**Data for processing**
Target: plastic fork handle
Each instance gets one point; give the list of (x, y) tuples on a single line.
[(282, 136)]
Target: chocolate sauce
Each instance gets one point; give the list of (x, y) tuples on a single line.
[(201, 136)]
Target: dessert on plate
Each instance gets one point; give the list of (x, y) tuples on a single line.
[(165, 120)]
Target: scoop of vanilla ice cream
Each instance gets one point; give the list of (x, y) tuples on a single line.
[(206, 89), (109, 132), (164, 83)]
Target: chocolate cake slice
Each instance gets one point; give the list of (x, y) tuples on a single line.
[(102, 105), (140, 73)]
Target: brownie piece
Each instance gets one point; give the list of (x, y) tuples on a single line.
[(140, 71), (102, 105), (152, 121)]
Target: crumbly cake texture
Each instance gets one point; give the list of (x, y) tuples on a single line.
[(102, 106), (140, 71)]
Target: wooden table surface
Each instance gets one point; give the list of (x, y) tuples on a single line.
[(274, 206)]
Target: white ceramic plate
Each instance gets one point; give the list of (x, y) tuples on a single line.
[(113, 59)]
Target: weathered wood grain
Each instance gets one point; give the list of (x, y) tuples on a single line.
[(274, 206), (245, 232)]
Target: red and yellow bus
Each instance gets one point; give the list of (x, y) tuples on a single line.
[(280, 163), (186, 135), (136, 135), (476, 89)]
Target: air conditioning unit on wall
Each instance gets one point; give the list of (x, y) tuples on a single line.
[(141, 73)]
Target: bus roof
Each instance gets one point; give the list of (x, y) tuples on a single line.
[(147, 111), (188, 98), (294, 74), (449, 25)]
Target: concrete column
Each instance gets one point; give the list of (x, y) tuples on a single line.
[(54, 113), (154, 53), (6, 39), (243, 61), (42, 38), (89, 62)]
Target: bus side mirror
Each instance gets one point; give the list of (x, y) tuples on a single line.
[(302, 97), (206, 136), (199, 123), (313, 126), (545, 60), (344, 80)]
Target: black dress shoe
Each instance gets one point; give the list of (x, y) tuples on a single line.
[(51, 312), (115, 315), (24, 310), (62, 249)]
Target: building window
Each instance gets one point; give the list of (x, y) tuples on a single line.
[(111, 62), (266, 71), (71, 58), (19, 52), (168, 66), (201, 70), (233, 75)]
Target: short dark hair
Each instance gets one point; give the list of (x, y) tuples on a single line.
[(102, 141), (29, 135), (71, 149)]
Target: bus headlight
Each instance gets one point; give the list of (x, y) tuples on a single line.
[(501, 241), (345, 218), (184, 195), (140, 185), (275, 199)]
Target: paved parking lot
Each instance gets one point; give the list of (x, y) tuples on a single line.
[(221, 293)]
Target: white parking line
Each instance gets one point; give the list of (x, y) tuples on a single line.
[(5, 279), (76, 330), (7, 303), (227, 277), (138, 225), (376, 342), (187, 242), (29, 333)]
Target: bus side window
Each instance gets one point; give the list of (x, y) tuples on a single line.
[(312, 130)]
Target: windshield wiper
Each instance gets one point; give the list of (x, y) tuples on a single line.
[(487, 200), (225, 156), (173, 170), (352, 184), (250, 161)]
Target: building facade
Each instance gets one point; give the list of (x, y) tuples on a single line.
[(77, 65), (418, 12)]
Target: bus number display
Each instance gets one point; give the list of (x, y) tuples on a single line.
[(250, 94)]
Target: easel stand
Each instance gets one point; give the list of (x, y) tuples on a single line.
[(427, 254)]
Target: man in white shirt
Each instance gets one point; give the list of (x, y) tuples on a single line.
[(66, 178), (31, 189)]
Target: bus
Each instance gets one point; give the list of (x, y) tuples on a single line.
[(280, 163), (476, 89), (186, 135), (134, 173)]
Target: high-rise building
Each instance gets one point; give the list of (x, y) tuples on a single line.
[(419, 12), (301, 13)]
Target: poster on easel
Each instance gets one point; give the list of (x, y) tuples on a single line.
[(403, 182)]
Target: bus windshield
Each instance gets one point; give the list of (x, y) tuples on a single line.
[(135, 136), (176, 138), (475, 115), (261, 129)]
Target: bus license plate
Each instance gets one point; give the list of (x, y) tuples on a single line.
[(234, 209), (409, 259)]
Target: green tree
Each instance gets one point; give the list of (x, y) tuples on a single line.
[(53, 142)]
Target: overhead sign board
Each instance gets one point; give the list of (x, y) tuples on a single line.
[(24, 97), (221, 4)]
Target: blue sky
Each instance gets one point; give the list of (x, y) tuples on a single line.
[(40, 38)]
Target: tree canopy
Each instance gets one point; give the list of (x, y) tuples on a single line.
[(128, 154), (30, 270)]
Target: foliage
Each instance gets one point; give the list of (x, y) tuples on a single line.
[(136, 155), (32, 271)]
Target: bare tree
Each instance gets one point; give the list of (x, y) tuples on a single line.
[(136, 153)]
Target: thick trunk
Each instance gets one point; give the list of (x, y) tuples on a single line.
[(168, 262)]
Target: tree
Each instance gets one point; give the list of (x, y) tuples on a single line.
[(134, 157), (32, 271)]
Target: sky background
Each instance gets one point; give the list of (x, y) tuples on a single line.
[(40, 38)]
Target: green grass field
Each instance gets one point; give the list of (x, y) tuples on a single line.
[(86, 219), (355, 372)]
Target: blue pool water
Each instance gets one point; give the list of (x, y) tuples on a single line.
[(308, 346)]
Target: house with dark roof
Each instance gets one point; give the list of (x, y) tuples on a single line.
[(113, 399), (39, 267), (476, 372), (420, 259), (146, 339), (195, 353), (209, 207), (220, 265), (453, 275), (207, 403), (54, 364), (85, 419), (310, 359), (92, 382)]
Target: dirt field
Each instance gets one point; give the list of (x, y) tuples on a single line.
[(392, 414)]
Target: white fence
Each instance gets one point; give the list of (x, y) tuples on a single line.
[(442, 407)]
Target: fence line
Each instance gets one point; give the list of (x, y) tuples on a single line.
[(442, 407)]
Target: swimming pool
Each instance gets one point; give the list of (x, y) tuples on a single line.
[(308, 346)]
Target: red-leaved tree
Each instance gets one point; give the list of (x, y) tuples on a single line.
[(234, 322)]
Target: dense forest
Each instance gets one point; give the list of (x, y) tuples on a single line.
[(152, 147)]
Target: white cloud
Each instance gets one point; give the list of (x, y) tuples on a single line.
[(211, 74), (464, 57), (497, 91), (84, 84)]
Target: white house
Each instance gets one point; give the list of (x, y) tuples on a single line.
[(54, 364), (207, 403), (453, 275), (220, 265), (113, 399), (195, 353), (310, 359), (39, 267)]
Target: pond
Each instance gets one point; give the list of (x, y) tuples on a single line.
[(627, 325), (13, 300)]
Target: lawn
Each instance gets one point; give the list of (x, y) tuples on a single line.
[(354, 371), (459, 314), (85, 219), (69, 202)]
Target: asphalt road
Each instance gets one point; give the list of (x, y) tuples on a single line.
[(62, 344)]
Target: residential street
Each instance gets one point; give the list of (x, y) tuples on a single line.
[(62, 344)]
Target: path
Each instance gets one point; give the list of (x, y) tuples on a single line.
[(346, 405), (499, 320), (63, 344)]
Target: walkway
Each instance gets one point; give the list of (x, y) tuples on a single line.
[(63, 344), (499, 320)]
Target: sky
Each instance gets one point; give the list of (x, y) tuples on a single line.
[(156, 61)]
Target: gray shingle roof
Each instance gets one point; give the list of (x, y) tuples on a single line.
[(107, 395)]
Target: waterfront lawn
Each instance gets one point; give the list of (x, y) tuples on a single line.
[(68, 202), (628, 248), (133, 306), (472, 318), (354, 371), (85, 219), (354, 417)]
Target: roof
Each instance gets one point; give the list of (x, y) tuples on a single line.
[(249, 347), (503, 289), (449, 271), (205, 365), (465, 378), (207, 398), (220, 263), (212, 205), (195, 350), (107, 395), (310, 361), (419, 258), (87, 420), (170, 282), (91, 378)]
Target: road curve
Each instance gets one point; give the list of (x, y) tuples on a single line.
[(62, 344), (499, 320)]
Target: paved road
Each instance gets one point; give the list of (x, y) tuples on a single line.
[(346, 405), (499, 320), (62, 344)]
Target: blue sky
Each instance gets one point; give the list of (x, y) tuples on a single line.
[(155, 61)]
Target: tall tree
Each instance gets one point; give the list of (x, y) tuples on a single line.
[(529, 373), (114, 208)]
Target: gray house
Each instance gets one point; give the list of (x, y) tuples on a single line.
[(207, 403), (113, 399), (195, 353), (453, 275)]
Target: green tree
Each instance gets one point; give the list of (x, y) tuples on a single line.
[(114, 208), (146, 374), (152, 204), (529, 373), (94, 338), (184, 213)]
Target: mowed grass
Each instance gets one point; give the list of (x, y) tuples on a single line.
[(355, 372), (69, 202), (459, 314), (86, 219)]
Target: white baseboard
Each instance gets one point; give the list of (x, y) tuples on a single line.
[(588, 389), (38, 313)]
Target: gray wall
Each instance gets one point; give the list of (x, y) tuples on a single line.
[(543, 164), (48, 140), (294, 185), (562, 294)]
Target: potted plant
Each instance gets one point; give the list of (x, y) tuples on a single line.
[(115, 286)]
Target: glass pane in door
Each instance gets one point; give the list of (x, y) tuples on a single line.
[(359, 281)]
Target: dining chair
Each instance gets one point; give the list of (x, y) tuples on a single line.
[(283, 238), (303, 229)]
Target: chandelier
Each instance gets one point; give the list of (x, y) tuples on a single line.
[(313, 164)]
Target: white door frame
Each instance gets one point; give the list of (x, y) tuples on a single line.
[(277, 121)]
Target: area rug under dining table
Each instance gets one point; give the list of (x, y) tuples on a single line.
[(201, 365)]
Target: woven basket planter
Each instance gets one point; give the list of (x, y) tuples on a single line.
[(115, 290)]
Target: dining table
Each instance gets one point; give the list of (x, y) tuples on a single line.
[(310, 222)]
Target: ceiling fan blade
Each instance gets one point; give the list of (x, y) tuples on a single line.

**What to do**
Reproduce the data word for word, starting at the line that contains "Target: road curve" and ending at the line that contains "[(115, 290)]", with both of those lines included.

**Problem solution**
Target: road curve
Each instance gets one point; give the list of (x, y) tuples on a single line.
[(62, 344), (499, 320)]
Target: paved road
Each instance gets one point; give the list of (x, y) tuples on a single line.
[(346, 405), (499, 320), (62, 344)]
Target: blue sky
Each instance gets one point; give the list of (x, y) tuples on a single line.
[(155, 61)]
Target: tall tree
Each instance gets one point; give the list of (x, y) tuples on a single line.
[(529, 373), (114, 208)]
Target: gray house
Each instance gets one point; give the list of (x, y) tuples on a single line.
[(207, 403), (113, 399), (195, 353), (453, 275)]
Target: green tree
Each instance gets one point; give the list of (x, y) tuples on a single line.
[(114, 208), (146, 374), (152, 204), (529, 373), (94, 338), (184, 213)]
Target: mowed grass
Each instance gets one point; give the list of (x, y) tuples on a single line.
[(355, 372), (69, 202), (459, 314), (86, 219)]
Target: white baseboard
Each instance gets one point; give the list of (x, y) tuples on a single line.
[(588, 389), (38, 313)]
Target: gray wall
Each instance gets one point; give the list of (x, y) tuples on a single line.
[(543, 164), (48, 140), (294, 185), (562, 294)]
Target: potted plant
Each instance gets one point; give the list of (x, y) tuples on a single line.
[(115, 286)]
Target: glass pane in door
Each instance gets one point; give the list of (x, y) tuples on a single line.
[(359, 281)]
Target: dining chair
Each instance gets one point; give the list of (x, y) tuples on a single line.
[(283, 238), (303, 229)]
Target: chandelier
Each instance gets one point; give the list of (x, y) tuples on a single line.
[(313, 164)]
Target: white door frame
Each instance gets one point; give the list of (x, y) tuples on a single line.
[(277, 121)]
Target: area rug under dining table
Each instance gets one point; give the list of (x, y) tuples on a single line.
[(201, 365)]
Target: woven basket planter
Each instance gets one point; give the list of (x, y) tuples on a single line.
[(115, 290)]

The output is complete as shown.